WORK ORDER:
The records are to be copied in their entirety, exactly as given.

^^^^^^^^^^^^^^^^

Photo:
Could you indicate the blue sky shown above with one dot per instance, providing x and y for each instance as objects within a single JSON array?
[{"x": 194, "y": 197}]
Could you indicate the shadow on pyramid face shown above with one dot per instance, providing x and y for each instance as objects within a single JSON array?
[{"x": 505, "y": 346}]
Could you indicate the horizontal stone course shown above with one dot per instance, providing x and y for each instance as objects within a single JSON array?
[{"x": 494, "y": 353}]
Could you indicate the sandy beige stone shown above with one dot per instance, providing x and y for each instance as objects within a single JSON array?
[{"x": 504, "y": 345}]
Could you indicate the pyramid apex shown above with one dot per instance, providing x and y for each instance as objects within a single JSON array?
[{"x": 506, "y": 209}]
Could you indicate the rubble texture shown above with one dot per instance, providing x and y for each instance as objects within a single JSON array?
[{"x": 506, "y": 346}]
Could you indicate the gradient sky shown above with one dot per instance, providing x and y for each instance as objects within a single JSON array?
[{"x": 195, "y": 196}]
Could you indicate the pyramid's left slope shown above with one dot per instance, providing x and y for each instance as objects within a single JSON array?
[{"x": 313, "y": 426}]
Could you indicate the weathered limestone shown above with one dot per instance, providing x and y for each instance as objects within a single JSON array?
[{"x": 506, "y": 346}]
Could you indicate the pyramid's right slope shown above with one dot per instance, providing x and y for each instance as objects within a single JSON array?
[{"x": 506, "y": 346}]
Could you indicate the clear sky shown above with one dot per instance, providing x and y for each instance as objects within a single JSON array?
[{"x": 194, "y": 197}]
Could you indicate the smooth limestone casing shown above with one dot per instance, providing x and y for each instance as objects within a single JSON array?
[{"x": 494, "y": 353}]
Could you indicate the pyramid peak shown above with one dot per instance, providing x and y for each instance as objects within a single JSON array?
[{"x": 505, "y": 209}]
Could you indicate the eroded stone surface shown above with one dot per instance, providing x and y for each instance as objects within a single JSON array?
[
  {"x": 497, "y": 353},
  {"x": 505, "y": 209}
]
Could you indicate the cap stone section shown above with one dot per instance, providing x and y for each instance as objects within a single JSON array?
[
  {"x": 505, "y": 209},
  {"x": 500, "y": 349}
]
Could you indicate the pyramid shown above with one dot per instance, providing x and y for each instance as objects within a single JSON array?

^^^^^^^^^^^^^^^^

EXERCISE RESPONSE:
Photo:
Could you indicate the blue sky shown above with one dot per instance, providing x and y for each instance as objects within a single JSON array?
[{"x": 194, "y": 197}]
Could you indicate the shadow on pyramid face shown above with one dot per instance, providing x and y for each instance as objects within a single JSON array?
[{"x": 505, "y": 346}]
Could you indicate the horizontal stone course shown above with one dot per instance, providing x and y for each instance as objects within a single JSON array?
[{"x": 494, "y": 353}]
Could you indicate the sandy beige stone shown above with one dot per instance, providing x and y for each instance as objects within a single JSON array?
[{"x": 504, "y": 345}]
Could you indicate the pyramid apex shown above with one dot per instance, providing x and y for each instance as objects within a single JSON array?
[{"x": 506, "y": 209}]
Could you indicate the rubble texture shown above with one dot per instance, providing x and y for each instance as objects within a single JSON array?
[{"x": 506, "y": 346}]
Could you indicate the gradient sky shown above with one dot per instance, providing x and y for each instance as objects within a single JSON array?
[{"x": 195, "y": 196}]
Could you indicate the pyramid's left slope shown above with one dot per instance, providing x and y for each instance as objects within a single JSON array?
[{"x": 313, "y": 426}]
Could you indicate the weathered limestone shown above with one dot per instance, providing x and y for each instance as objects within a single JSON array?
[{"x": 506, "y": 346}]
Could you indicate the pyramid's right slope shown above with one dot per instance, providing x and y for each instance as objects within a single JSON array?
[{"x": 506, "y": 346}]
Could you indicate the clear sky shown above with one dot per instance, providing x and y for each instance as objects within a single JSON array?
[{"x": 194, "y": 197}]
Could you indicate the smooth limestone casing shown above with one dot per instance, providing x and y for each instance as objects within a single JSON array?
[{"x": 494, "y": 353}]
Could you indicate the pyramid peak shown above with one dot per instance, providing x and y for each instance as objects within a single JSON array?
[{"x": 505, "y": 209}]
Could you indicate the eroded stone surface shown above with one dot per instance, providing x and y for each instance as objects within a single JSON array?
[
  {"x": 497, "y": 353},
  {"x": 505, "y": 209}
]
Could you indicate the cap stone section shown above with one dot per instance, providing x and y for each instance as objects within a single JSON array?
[
  {"x": 505, "y": 209},
  {"x": 500, "y": 349}
]
Could you indicate the pyramid shown above with one dot per instance, providing x and y for each instance as objects within a single JSON array?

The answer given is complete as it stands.